(Extracted records)
* * *
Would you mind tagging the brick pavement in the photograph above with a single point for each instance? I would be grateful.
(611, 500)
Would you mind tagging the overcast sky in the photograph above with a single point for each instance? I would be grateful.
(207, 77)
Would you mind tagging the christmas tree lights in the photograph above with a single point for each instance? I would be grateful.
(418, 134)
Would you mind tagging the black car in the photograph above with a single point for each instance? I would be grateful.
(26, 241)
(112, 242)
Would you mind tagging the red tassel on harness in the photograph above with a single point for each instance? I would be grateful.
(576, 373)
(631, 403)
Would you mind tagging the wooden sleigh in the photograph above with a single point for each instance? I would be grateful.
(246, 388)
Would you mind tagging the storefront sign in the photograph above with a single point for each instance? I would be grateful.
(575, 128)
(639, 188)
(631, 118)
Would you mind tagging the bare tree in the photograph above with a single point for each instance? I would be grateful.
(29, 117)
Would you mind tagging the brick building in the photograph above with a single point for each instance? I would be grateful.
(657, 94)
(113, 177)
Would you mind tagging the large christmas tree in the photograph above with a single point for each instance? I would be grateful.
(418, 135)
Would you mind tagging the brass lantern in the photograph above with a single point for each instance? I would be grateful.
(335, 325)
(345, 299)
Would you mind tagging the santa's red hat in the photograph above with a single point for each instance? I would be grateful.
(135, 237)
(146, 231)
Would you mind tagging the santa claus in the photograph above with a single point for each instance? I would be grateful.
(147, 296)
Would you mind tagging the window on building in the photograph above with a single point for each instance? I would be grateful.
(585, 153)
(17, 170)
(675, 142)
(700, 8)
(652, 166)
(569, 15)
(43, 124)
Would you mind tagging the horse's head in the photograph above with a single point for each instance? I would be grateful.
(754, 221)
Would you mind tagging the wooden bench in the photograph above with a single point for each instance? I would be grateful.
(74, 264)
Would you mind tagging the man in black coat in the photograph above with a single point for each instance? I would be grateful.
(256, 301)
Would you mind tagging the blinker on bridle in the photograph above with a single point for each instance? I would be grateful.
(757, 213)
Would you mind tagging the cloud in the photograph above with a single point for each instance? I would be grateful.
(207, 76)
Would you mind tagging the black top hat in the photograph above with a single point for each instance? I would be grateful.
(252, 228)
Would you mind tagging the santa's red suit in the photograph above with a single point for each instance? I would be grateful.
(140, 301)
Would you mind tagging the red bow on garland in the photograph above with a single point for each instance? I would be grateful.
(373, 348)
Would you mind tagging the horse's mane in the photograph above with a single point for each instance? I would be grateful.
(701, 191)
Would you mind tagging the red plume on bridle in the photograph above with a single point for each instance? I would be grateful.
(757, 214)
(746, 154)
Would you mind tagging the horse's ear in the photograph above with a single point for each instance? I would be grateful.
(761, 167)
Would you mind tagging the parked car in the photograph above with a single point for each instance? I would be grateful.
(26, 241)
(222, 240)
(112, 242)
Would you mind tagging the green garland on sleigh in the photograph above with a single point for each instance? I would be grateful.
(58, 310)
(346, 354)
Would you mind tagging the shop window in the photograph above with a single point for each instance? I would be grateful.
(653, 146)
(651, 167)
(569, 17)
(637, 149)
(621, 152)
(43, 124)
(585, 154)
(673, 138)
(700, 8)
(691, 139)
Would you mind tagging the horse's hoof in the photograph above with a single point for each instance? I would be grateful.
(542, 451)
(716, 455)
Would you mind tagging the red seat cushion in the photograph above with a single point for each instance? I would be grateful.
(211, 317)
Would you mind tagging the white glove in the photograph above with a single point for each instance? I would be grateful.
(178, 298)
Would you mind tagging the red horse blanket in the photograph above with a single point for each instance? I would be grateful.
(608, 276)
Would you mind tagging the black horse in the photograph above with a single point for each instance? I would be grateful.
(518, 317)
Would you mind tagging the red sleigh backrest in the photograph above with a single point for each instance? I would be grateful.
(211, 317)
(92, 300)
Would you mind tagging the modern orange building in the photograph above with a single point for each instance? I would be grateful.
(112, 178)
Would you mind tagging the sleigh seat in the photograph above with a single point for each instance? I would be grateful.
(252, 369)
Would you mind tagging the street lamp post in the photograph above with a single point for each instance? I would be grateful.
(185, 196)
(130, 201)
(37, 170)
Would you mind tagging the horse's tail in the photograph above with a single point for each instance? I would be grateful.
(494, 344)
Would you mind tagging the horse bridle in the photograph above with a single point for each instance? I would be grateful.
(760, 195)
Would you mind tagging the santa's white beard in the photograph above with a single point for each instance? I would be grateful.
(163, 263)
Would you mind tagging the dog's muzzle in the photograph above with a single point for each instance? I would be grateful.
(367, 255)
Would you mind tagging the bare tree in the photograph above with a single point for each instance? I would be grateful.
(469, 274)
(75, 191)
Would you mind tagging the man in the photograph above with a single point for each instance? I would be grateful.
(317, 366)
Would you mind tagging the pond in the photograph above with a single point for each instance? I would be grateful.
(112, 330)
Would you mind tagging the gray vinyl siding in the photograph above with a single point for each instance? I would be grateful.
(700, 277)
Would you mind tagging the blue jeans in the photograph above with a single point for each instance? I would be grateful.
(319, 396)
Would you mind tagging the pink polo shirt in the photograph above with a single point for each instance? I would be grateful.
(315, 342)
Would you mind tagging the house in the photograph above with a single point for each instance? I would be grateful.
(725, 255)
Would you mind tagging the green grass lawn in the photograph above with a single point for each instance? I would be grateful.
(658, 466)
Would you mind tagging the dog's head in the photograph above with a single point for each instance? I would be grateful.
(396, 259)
* * *
Brief >> Give the material above as a Markdown table with two columns, Row and Line. Put each line of the material in its own numbered row and leave out any blank lines.

Written solution >>
| Row | Line |
|---|---|
| 1 | Would you mind tagging the brick pavement in the photograph above with a single point for each instance? I would be grateful. |
| 2 | (611, 500) |
| 3 | Would you mind tagging the overcast sky in the photograph above with a single point for each instance? I would be grateful. |
| 4 | (207, 77) |
| 5 | Would you mind tagging the christmas tree lights in the photograph above with a single point for each instance? I would be grateful. |
| 6 | (418, 134) |
| 7 | Would you mind tagging the black car in the photograph above with a single point for each instance? I would be grateful. |
| 8 | (26, 241) |
| 9 | (112, 242) |
| 10 | Would you mind tagging the red tassel on harness in the photograph above with a single point for each instance? I would be grateful. |
| 11 | (576, 373) |
| 12 | (631, 403) |
| 13 | Would you mind tagging the wooden sleigh in the photograph above with a single point for each instance? I would be grateful. |
| 14 | (246, 388) |
| 15 | Would you mind tagging the storefront sign in the photograph above with a single point for each instance? I would be grateful. |
| 16 | (575, 128) |
| 17 | (639, 188) |
| 18 | (631, 118) |
| 19 | Would you mind tagging the bare tree in the photograph above with a single point for each instance? I would be grateful. |
| 20 | (29, 117) |
| 21 | Would you mind tagging the brick building in the photograph above with a single point for each instance? I would be grateful. |
| 22 | (657, 94) |
| 23 | (113, 177) |
| 24 | Would you mind tagging the large christmas tree in the photograph above with a single point for each instance? I would be grateful. |
| 25 | (418, 135) |
| 26 | Would you mind tagging the brass lantern in the photograph above with a single point for each instance? I would be grateful. |
| 27 | (335, 325) |
| 28 | (345, 299) |
| 29 | Would you mind tagging the santa's red hat in the photograph above with a single point for each instance? I would be grateful. |
| 30 | (135, 237) |
| 31 | (146, 231) |
| 32 | Would you mind tagging the santa claus in the photograph above with a single point for each instance? I would be grateful. |
| 33 | (147, 296) |
| 34 | Would you mind tagging the window on building in the photograph above with a single point for each instance? I would be grateful. |
| 35 | (585, 153) |
| 36 | (17, 170) |
| 37 | (675, 142) |
| 38 | (700, 8) |
| 39 | (652, 166) |
| 40 | (569, 15) |
| 41 | (43, 124) |
| 42 | Would you mind tagging the horse's head in the photograph above with a single point for each instance? I would be grateful. |
| 43 | (754, 221) |
| 44 | Would you mind tagging the wooden bench in the photograph above with a single point for each instance? I would be grateful. |
| 45 | (74, 264) |
| 46 | Would you mind tagging the man in black coat in the photograph above with a single point for each instance? I would be grateful. |
| 47 | (256, 301) |
| 48 | Would you mind tagging the blinker on bridle in the photograph above with a single point for each instance? I would be grateful. |
| 49 | (757, 213) |
| 50 | Would you mind tagging the cloud in the photograph above with a single point for each instance? I would be grateful. |
| 51 | (207, 76) |
| 52 | Would you mind tagging the black top hat in the photograph above with a single point for each instance? I would be grateful. |
| 53 | (252, 228) |
| 54 | Would you mind tagging the santa's red suit in the photograph above with a single point for each instance? I would be grateful. |
| 55 | (140, 301) |
| 56 | Would you mind tagging the red bow on garland in the photograph above with a single point for each instance? I would be grateful. |
| 57 | (373, 348) |
| 58 | Would you mind tagging the horse's mane in the photograph above with a single point for each instance? I would be grateful. |
| 59 | (701, 191) |
| 60 | Would you mind tagging the red plume on bridle in the photograph above with a single point for each instance? I would be grateful. |
| 61 | (757, 214) |
| 62 | (746, 154) |
| 63 | Would you mind tagging the horse's ear in the photograph above with a single point for each instance? I would be grateful. |
| 64 | (761, 167) |
| 65 | Would you mind tagging the parked car in the photograph above with a single point for each instance? I would be grateful. |
| 66 | (26, 241) |
| 67 | (222, 240) |
| 68 | (112, 242) |
| 69 | Would you mind tagging the green garland on sleigh in the photograph above with a single point for each instance? I would be grateful. |
| 70 | (58, 310) |
| 71 | (346, 354) |
| 72 | Would you mind tagging the shop window in the photograph above with a single point for each instance? I would be grateful. |
| 73 | (653, 146) |
| 74 | (651, 167) |
| 75 | (569, 17) |
| 76 | (637, 149) |
| 77 | (621, 152) |
| 78 | (43, 124) |
| 79 | (585, 154) |
| 80 | (673, 138) |
| 81 | (700, 8) |
| 82 | (691, 139) |
| 83 | Would you mind tagging the horse's hoof in the photograph above with a single point for each instance? I would be grateful. |
| 84 | (542, 451) |
| 85 | (716, 455) |
| 86 | Would you mind tagging the red seat cushion in the photograph above with a single point for each instance? I would be grateful. |
| 87 | (211, 317) |
| 88 | Would you mind tagging the white glove in the photograph above with a single point for each instance? I would be grateful. |
| 89 | (178, 298) |
| 90 | Would you mind tagging the red horse blanket in the photograph above with a single point for each instance? I would be grateful. |
| 91 | (608, 276) |
| 92 | Would you mind tagging the black horse in the photograph above with a single point for each instance? I would be grateful. |
| 93 | (518, 317) |
| 94 | Would you mind tagging the red sleigh backrest in the photograph above with a single point for each instance? I would be grateful. |
| 95 | (211, 317) |
| 96 | (92, 300) |
| 97 | Would you mind tagging the modern orange building in the photograph above with a single point for each instance? I would be grateful. |
| 98 | (112, 178) |
| 99 | Would you mind tagging the sleigh seat in the photograph above with a single point for each instance? I would be grateful. |
| 100 | (252, 369) |
| 101 | Would you mind tagging the street lamp post in the photograph above with a single point for each instance? I would be grateful. |
| 102 | (185, 196) |
| 103 | (130, 201) |
| 104 | (37, 170) |
| 105 | Would you mind tagging the horse's tail in the photograph above with a single point for each instance? I would be grateful. |
| 106 | (494, 344) |
| 107 | Would you mind tagging the horse bridle in the photograph above with a single point for each instance? I would be grateful. |
| 108 | (760, 195) |
| 109 | Would you mind tagging the santa's white beard in the photograph above with a single point for each instance? I would be grateful. |
| 110 | (163, 263) |
| 111 | Would you mind tagging the dog's muzzle in the photograph above with a single point for each instance? I would be grateful. |
| 112 | (367, 255) |
| 113 | Would you mind tagging the bare tree in the photograph above with a single point for each instance? I would be grateful. |
| 114 | (469, 274) |
| 115 | (75, 191) |
| 116 | Would you mind tagging the man in the photograph above with a single point for each instance? I would be grateful. |
| 117 | (317, 366) |
| 118 | Would you mind tagging the pond in the photograph above with a single point for each instance? I would be grateful. |
| 119 | (112, 330) |
| 120 | Would you mind tagging the gray vinyl siding in the photograph above with a single point for each instance? I would be grateful. |
| 121 | (700, 277) |
| 122 | Would you mind tagging the blue jeans in the photograph above with a single point for each instance? I would be grateful. |
| 123 | (319, 396) |
| 124 | Would you mind tagging the pink polo shirt in the photograph above with a single point for each instance? I would be grateful. |
| 125 | (315, 342) |
| 126 | Would you mind tagging the house in the photograph above with a single point for each instance? I would be grateful. |
| 127 | (725, 255) |
| 128 | Would you mind tagging the green grass lawn in the photograph above with a single point for each instance? I would be grateful. |
| 129 | (658, 466) |
| 130 | Would you mind tagging the dog's head in the photograph above with a single point for each instance? I would be grateful. |
| 131 | (396, 259) |